Image location labeling data:

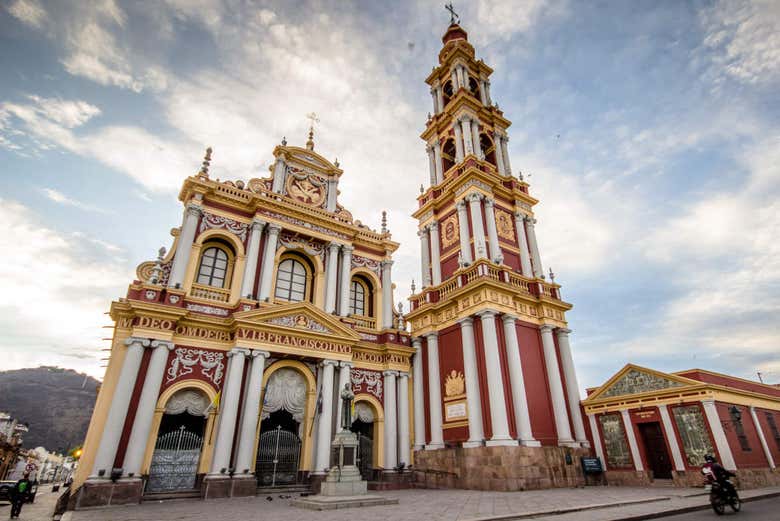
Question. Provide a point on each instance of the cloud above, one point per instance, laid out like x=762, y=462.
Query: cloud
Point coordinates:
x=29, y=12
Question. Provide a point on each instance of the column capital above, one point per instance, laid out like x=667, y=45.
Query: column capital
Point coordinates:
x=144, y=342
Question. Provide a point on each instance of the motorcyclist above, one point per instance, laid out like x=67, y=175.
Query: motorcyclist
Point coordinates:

* Your task *
Rewrite the data above, changing every "Point coordinates" to "Marked positions" and keeping everything else the same. Leave out the pictures.

* Written reply *
Question. Provide a point on each instance of the cloud above, one point per instance, laid out like x=762, y=462.
Query: cloud
Marked positions:
x=29, y=12
Question. Provide a point on each instance of the column capital above, one point per instance, laid out like x=667, y=45.
Query: column capital
Marked positions:
x=144, y=342
Question. Provide a point on each instance of the motorcyclist above, one point per instance, laid out like x=67, y=175.
Query: motorcyclist
Marked positions:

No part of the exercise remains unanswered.